═══ Entries provided
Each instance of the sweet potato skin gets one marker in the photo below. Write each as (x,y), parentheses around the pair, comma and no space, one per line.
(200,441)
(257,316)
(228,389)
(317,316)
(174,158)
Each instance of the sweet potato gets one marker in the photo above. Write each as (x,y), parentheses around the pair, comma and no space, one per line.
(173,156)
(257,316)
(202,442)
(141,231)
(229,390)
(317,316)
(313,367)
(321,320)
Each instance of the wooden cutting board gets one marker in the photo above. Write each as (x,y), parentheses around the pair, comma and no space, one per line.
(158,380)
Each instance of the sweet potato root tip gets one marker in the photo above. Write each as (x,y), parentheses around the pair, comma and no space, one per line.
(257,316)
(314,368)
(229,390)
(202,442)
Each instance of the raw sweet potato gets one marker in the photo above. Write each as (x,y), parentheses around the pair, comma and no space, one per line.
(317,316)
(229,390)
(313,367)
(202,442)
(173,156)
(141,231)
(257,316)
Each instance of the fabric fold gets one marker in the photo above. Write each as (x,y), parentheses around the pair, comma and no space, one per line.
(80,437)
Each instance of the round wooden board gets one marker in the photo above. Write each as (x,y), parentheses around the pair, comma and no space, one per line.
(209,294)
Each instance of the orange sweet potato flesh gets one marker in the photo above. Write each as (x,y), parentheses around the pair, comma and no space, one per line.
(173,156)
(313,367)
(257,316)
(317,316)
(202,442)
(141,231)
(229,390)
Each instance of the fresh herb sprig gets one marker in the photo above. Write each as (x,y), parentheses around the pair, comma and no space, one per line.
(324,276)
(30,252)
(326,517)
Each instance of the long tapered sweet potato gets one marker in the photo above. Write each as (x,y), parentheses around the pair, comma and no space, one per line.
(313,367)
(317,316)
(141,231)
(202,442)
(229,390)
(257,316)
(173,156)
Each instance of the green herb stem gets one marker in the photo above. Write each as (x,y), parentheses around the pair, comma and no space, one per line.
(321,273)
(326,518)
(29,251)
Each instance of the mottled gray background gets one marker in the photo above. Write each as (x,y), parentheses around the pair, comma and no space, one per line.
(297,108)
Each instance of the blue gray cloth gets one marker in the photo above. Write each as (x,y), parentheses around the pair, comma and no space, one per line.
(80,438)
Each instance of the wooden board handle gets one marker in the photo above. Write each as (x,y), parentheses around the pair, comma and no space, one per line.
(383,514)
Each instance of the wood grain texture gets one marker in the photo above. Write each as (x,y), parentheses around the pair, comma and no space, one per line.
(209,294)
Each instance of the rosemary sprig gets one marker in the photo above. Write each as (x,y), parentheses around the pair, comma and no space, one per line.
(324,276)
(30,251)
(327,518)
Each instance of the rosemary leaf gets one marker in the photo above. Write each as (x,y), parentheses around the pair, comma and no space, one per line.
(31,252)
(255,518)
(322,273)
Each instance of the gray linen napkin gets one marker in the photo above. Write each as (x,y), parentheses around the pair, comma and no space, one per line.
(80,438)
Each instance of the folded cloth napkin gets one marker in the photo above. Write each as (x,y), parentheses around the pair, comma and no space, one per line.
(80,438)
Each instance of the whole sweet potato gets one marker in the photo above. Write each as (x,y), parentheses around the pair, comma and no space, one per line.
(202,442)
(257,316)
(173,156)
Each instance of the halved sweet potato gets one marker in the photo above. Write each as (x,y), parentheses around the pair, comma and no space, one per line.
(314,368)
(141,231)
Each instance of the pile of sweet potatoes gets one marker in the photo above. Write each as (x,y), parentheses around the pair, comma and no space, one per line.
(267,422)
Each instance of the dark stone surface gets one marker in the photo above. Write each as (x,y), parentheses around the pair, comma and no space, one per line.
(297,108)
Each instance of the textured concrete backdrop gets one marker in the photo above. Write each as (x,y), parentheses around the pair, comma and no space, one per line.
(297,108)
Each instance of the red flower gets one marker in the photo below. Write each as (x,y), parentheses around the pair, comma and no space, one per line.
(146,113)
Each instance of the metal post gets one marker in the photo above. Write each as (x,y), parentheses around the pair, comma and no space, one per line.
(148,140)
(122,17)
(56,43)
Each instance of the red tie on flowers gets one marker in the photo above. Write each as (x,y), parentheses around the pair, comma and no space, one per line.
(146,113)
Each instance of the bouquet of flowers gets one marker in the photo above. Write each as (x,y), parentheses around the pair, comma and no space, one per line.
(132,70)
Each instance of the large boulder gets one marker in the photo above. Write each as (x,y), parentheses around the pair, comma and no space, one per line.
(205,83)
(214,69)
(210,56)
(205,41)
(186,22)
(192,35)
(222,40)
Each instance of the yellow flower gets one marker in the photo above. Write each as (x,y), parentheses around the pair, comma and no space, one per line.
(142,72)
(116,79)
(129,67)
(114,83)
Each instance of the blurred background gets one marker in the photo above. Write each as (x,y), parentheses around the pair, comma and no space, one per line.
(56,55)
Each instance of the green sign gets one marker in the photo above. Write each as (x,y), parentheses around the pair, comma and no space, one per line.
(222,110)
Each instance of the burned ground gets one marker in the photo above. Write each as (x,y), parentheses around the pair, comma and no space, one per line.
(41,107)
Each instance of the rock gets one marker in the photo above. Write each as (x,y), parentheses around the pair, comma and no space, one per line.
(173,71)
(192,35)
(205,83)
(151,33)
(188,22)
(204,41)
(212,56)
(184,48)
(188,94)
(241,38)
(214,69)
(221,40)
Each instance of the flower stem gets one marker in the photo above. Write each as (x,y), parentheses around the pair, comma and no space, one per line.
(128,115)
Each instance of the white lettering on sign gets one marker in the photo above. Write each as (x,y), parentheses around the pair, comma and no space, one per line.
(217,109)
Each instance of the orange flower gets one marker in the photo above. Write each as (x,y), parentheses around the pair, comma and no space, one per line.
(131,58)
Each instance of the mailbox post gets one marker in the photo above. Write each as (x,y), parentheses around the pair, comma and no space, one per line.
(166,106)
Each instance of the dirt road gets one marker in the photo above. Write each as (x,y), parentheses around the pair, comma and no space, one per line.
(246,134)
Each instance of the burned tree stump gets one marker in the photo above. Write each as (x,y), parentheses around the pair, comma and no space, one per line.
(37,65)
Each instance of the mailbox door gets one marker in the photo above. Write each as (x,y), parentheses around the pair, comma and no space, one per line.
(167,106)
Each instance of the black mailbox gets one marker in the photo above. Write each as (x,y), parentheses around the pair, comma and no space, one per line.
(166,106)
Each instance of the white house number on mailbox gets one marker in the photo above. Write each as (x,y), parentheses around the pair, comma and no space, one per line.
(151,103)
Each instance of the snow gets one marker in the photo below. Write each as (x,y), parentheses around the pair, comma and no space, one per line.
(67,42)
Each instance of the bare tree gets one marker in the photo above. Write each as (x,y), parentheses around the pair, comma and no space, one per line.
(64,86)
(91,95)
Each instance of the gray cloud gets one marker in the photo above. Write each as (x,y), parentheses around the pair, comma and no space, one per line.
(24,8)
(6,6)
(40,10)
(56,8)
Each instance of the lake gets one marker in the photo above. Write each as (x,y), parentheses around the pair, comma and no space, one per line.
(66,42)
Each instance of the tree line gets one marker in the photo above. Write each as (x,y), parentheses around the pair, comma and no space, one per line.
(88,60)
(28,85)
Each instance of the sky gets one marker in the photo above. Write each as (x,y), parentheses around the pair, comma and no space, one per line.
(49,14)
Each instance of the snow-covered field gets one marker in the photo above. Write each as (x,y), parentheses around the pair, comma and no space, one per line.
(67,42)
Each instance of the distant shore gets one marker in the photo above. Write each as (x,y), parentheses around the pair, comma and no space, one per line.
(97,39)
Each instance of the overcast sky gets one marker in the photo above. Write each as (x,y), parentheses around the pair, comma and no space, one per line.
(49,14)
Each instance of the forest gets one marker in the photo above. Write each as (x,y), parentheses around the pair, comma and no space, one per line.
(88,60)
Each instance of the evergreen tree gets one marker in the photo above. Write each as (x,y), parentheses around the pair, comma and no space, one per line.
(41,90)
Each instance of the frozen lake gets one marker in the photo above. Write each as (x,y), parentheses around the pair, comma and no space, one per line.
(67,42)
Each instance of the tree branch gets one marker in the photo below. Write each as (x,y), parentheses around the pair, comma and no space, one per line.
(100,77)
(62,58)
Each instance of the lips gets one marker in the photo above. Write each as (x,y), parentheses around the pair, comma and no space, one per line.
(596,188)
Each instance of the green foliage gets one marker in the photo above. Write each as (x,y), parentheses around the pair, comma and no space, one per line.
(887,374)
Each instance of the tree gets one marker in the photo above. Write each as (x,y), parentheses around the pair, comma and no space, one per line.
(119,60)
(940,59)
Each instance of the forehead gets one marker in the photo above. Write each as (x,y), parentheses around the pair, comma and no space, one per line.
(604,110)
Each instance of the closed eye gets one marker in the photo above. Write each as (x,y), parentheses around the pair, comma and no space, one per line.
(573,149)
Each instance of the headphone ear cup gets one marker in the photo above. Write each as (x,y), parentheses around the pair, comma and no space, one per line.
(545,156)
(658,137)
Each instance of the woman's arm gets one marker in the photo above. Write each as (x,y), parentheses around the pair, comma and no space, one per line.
══════
**What you will do:**
The answer must be the lines from the one containing "Each instance of the green foliage" through the last line of the records, copied exactly, with nothing else.

**Response below:**
Each instance of the green foliage gets one marker in the photo above. Write each as (x,y), parentheses around the pair, comma and no space, one per line.
(887,374)
Each instance of the tree gets one marker in the photo above. Write each as (x,y), parentheses around the pair, comma and no space, one per line.
(119,60)
(940,59)
Each instance of the forehead gets one marker in the photo above. Write each as (x,y), parentheses around the pair, comma and no space, one per line.
(604,110)
Each instance of the closed eye gets one marker in the photo above. Write each as (x,y), parentheses around the pair, comma and no space, one per line.
(573,149)
Each instance of the headphone ear cup gets one marker in the photo above. Write each as (x,y), parentheses around the pair, comma and no space, one per line.
(545,156)
(658,137)
Each instance of the woman's arm gets one marker in the photo above. Write each as (x,y), parentheses around the pair, comma and no space, one per line.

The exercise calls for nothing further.